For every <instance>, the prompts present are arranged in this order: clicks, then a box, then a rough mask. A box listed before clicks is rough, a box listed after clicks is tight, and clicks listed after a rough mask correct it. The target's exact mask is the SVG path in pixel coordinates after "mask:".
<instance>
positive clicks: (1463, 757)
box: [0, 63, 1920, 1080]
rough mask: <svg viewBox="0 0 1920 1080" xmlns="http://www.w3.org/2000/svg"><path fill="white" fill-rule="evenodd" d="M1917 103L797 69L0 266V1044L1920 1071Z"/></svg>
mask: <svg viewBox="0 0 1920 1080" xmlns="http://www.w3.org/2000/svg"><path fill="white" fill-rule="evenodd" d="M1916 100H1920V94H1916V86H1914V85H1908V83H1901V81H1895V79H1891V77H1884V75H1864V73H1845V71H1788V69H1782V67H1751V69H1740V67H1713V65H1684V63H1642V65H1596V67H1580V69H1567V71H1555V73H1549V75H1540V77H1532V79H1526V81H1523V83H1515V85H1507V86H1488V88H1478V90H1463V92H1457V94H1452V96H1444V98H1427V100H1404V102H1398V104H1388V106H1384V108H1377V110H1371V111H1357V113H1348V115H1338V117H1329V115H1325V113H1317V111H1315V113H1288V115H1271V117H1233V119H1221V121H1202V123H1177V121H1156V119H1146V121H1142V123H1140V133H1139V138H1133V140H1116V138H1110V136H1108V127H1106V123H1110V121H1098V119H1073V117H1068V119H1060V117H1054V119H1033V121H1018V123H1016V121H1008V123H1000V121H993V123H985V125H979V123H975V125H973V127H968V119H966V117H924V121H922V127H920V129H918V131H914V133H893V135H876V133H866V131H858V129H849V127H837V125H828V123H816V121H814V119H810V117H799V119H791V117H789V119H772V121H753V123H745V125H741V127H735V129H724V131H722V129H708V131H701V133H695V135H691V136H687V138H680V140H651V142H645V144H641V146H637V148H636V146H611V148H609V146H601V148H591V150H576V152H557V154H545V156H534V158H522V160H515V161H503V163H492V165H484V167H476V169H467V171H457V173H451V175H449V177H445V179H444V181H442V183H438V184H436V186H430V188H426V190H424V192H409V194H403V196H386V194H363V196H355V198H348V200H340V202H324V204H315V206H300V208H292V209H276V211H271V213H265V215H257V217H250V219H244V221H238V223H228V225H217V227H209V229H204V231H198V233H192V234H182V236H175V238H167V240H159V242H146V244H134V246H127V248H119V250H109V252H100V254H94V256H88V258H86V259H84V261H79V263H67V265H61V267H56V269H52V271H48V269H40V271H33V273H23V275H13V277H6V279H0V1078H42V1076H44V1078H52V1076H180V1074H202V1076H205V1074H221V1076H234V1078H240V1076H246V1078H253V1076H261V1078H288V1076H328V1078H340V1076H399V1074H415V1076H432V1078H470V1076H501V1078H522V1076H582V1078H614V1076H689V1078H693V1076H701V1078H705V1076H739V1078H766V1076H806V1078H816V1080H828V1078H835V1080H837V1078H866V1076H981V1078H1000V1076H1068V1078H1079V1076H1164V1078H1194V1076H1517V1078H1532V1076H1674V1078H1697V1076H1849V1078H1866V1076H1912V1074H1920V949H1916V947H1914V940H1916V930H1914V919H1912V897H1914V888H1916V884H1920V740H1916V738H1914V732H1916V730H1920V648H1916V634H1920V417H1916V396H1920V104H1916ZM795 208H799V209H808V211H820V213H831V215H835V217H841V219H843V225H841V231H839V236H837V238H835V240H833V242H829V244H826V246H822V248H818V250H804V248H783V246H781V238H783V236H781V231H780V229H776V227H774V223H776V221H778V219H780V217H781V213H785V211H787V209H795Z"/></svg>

+===+

§ Work instruction: Each entry given above is to be duplicated exactly.

§ Your response:
For every <instance>, the prompts present are arranged in this order: clicks, then a box, then a rough mask. A box listed before clicks is rough, a box listed after clicks is tight, and clicks listed after a rough mask correct it. The target's exact mask is the SVG path in pixel coordinates after "mask:".
<instance>
positive clicks: (1463, 757)
box: [0, 63, 1920, 1080]
rough mask: <svg viewBox="0 0 1920 1080" xmlns="http://www.w3.org/2000/svg"><path fill="white" fill-rule="evenodd" d="M1917 103L797 69L0 266V1044L1920 1071Z"/></svg>
mask: <svg viewBox="0 0 1920 1080" xmlns="http://www.w3.org/2000/svg"><path fill="white" fill-rule="evenodd" d="M1916 100H1920V94H1916V86H1914V85H1908V83H1901V81H1895V79H1891V77H1884V75H1864V73H1845V71H1788V69H1782V67H1751V69H1740V67H1713V65H1684V63H1642V65H1596V67H1580V69H1567V71H1555V73H1549V75H1540V77H1532V79H1526V81H1523V83H1515V85H1507V86H1488V88H1478V90H1463V92H1457V94H1452V96H1444V98H1427V100H1404V102H1398V104H1388V106H1384V108H1377V110H1371V111H1357V113H1348V115H1338V117H1329V115H1325V113H1317V111H1315V113H1288V115H1271V117H1233V119H1221V121H1202V123H1177V121H1156V119H1146V121H1142V123H1140V133H1139V138H1133V140H1116V138H1110V136H1108V127H1106V123H1110V121H1098V119H1073V117H1068V119H1060V117H1054V119H1033V121H1018V123H1016V121H1008V123H1000V121H993V123H985V125H979V123H975V125H973V127H968V119H966V117H924V121H922V127H920V129H918V131H914V133H893V135H876V133H866V131H858V129H849V127H837V125H828V123H816V121H814V119H810V117H799V119H791V117H789V119H772V121H753V123H745V125H741V127H735V129H724V131H722V129H708V131H701V133H695V135H691V136H687V138H680V140H651V142H645V144H641V146H637V148H636V146H611V148H609V146H601V148H591V150H576V152H557V154H545V156H534V158H522V160H515V161H503V163H492V165H484V167H476V169H467V171H457V173H451V175H449V177H445V179H444V181H442V183H438V184H436V186H430V188H426V190H424V192H409V194H403V196H386V194H363V196H355V198H348V200H340V202H324V204H315V206H300V208H292V209H276V211H271V213H265V215H257V217H250V219H244V221H238V223H228V225H217V227H209V229H204V231H198V233H192V234H182V236H175V238H167V240H159V242H146V244H134V246H127V248H119V250H109V252H100V254H94V256H88V258H86V259H84V261H79V263H67V265H61V267H56V269H52V271H48V269H40V271H33V273H23V275H13V277H6V279H0V1078H42V1076H44V1078H52V1076H180V1074H202V1076H205V1074H221V1076H234V1078H240V1076H246V1078H253V1076H261V1078H288V1076H328V1078H340V1076H399V1074H415V1076H432V1078H470V1076H501V1078H522V1076H582V1078H614V1076H689V1078H693V1076H701V1078H705V1076H739V1078H766V1076H806V1078H816V1080H828V1078H835V1080H837V1078H866V1076H981V1078H1000V1076H1068V1078H1079V1076H1164V1078H1194V1076H1517V1078H1532V1076H1674V1078H1697V1076H1849V1078H1866V1076H1912V1074H1920V949H1916V947H1914V940H1916V930H1914V919H1912V897H1914V888H1916V884H1920V740H1916V738H1914V732H1916V730H1920V648H1916V634H1920V417H1916V396H1920V104H1916ZM795 208H799V209H808V211H820V213H831V215H835V217H841V219H843V225H841V231H839V236H837V238H835V240H833V242H829V244H826V246H822V248H818V250H804V248H783V246H781V238H783V236H781V231H780V229H776V227H774V223H776V221H778V219H780V217H781V213H785V211H787V209H795Z"/></svg>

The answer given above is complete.